** BEGIN Given records **
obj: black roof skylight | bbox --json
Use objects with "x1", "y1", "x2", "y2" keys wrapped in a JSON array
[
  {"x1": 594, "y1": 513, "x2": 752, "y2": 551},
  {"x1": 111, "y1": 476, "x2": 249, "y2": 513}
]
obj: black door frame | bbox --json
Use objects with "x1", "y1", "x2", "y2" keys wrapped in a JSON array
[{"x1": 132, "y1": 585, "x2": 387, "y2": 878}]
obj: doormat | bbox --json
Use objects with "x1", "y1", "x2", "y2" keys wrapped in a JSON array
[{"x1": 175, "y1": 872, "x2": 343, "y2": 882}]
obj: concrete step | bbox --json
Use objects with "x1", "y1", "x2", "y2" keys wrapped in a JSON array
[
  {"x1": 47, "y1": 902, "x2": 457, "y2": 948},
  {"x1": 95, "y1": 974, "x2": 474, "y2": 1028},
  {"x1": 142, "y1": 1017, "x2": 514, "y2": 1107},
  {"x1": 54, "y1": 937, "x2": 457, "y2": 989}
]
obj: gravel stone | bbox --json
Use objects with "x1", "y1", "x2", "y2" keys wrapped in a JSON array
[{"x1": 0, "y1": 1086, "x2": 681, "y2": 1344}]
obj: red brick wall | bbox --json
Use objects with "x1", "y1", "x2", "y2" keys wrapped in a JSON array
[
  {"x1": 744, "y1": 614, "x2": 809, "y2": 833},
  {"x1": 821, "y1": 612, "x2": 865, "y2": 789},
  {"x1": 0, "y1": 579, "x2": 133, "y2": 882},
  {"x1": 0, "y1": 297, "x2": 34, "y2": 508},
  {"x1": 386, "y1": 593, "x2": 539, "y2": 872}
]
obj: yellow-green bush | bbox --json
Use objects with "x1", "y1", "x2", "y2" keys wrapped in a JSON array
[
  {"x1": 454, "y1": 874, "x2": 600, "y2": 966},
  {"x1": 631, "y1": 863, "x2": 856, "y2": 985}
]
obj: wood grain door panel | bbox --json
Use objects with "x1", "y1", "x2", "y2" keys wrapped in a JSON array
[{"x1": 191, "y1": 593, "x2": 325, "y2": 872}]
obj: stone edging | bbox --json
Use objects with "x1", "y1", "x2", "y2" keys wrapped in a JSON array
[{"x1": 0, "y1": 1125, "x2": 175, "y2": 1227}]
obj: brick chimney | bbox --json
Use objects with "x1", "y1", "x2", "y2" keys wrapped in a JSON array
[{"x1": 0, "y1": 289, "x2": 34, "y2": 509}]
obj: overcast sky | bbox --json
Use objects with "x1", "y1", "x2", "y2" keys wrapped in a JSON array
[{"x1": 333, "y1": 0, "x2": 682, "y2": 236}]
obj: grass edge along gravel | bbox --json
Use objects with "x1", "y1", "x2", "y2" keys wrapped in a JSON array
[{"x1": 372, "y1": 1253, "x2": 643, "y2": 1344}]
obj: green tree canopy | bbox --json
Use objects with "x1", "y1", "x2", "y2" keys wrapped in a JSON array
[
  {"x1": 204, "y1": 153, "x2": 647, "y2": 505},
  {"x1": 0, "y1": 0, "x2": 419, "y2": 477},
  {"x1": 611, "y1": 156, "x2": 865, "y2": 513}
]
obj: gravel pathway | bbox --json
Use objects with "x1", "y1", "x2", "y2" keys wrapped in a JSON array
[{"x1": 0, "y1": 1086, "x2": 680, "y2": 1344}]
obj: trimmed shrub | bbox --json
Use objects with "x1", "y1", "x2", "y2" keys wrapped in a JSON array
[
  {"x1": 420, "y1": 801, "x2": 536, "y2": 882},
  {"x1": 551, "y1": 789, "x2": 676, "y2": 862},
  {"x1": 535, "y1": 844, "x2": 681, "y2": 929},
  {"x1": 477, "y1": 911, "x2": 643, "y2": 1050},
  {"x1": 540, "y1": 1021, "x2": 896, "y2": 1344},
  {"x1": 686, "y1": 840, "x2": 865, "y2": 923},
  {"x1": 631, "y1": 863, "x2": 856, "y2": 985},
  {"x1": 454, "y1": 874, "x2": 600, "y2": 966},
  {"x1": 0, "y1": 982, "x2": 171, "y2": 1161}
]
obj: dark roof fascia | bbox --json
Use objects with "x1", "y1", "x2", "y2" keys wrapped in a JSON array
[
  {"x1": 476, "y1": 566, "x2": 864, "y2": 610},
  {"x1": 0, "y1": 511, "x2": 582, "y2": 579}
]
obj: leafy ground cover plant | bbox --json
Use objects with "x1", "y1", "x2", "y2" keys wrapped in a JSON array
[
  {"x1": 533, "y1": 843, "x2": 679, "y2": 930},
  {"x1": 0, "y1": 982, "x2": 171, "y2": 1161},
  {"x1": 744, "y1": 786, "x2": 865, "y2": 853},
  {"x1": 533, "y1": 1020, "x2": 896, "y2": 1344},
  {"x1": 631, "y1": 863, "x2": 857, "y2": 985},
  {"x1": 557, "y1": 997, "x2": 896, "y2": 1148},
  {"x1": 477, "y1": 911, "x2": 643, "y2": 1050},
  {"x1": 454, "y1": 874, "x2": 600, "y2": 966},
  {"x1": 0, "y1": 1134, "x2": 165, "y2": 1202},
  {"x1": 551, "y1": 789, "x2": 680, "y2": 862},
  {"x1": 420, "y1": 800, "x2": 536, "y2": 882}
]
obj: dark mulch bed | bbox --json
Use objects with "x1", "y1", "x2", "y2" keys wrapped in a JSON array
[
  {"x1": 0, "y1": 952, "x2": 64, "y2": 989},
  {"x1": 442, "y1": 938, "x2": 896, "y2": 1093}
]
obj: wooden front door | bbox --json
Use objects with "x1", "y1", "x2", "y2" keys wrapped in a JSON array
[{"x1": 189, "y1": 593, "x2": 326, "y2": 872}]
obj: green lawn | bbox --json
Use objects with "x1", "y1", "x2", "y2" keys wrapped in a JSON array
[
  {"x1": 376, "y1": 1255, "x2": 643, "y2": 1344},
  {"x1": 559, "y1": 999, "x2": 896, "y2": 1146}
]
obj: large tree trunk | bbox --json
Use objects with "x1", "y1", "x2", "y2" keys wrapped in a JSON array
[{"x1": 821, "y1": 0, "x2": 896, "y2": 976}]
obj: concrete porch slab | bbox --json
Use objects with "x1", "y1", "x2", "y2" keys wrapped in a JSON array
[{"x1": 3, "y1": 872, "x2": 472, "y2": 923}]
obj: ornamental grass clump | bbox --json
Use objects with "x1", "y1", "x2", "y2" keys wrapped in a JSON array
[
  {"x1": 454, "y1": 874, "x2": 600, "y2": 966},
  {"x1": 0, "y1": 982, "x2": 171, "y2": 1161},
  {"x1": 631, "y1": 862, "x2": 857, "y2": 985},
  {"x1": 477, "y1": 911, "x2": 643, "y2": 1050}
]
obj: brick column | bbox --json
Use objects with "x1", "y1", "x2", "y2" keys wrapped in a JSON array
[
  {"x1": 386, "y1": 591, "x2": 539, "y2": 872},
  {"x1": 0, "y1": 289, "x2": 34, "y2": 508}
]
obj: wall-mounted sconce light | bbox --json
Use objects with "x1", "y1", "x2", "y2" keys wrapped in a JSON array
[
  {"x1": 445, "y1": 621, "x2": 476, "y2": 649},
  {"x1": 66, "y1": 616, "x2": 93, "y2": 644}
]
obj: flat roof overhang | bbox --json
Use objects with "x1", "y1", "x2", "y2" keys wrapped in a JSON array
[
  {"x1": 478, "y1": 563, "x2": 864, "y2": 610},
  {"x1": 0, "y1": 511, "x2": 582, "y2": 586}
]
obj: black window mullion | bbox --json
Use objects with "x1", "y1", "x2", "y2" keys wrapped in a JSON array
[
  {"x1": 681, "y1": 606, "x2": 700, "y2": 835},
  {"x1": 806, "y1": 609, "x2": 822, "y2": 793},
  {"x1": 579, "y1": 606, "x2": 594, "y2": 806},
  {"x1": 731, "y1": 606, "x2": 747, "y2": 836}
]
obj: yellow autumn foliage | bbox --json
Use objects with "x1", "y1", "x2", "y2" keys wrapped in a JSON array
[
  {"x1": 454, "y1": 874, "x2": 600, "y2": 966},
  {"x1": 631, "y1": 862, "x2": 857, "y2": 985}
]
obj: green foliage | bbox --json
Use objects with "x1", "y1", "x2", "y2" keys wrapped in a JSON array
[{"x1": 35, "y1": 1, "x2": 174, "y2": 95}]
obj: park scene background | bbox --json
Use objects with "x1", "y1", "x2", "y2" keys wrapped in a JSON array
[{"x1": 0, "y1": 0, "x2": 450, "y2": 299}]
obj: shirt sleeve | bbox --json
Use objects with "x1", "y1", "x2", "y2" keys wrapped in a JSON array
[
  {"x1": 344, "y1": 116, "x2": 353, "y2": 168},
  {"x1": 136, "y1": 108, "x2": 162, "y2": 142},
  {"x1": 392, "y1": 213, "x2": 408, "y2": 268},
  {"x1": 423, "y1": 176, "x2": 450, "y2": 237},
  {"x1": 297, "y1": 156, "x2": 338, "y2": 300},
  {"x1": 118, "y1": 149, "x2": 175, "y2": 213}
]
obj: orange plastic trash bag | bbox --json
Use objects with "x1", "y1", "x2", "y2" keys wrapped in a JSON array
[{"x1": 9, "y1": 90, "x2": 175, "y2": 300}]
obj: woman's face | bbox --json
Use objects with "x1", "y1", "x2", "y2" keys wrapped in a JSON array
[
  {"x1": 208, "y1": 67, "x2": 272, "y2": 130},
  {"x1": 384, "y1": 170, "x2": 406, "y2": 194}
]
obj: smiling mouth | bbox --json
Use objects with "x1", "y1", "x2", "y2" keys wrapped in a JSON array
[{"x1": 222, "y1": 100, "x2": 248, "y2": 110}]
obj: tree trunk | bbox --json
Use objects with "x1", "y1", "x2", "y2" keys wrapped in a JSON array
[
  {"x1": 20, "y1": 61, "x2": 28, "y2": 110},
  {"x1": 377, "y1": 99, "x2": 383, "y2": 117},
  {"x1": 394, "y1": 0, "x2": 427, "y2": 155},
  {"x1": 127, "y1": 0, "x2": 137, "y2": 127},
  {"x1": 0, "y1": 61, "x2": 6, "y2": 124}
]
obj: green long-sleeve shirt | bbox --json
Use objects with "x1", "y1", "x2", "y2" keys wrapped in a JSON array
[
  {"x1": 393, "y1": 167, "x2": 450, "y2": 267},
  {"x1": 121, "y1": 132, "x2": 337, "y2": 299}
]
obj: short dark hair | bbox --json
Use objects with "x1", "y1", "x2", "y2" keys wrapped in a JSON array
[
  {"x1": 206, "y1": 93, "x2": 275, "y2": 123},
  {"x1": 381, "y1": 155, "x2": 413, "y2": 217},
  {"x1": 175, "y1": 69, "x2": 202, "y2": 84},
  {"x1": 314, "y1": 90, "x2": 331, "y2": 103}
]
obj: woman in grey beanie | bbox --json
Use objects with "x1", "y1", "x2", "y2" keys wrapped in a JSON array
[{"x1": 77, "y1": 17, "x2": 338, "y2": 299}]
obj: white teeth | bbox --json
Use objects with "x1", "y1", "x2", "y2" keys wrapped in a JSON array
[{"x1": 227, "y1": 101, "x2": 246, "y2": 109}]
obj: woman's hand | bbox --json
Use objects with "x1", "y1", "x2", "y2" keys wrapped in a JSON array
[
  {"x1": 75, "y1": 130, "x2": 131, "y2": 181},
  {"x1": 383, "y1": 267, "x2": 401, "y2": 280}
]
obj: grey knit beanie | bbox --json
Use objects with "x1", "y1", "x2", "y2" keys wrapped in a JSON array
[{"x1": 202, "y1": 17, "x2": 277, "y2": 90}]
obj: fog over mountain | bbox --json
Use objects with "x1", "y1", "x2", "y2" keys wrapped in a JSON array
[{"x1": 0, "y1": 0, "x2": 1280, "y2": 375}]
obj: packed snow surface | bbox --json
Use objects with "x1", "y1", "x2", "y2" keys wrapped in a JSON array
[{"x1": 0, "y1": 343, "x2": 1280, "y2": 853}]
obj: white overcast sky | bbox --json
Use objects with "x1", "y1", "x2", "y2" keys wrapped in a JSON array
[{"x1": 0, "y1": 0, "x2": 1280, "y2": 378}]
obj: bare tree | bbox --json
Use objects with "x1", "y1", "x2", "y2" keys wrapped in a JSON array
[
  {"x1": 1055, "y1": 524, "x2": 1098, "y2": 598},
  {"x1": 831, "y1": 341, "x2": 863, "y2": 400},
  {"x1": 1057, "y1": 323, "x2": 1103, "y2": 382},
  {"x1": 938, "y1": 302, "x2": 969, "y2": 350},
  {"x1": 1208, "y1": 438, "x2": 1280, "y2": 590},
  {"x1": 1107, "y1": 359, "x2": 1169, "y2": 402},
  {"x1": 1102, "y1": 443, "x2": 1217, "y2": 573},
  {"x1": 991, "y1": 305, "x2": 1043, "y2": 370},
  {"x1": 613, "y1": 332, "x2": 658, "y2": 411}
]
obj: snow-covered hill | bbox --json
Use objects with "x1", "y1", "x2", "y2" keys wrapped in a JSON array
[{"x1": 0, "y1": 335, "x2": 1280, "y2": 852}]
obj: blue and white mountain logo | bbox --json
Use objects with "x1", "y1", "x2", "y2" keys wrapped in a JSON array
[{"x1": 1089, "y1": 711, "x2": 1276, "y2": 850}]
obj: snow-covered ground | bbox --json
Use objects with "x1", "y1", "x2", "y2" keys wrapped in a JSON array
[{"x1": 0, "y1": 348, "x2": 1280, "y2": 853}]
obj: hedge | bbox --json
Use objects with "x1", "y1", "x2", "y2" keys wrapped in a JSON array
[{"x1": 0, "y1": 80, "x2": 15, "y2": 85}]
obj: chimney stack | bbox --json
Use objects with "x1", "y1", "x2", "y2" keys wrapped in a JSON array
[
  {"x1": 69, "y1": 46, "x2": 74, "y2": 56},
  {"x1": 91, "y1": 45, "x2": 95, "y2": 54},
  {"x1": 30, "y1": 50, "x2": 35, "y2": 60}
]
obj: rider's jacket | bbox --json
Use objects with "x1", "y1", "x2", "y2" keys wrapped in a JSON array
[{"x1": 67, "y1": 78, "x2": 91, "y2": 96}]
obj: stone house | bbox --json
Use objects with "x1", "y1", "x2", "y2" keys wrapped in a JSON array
** END Given records **
# What the task asks
Identify every line in the records that contains the word "white", and copy each such line in full.

# Task answer
obj: white teeth | bbox --json
obj: white overcast sky | bbox --json
obj: blue and white mountain logo | bbox --json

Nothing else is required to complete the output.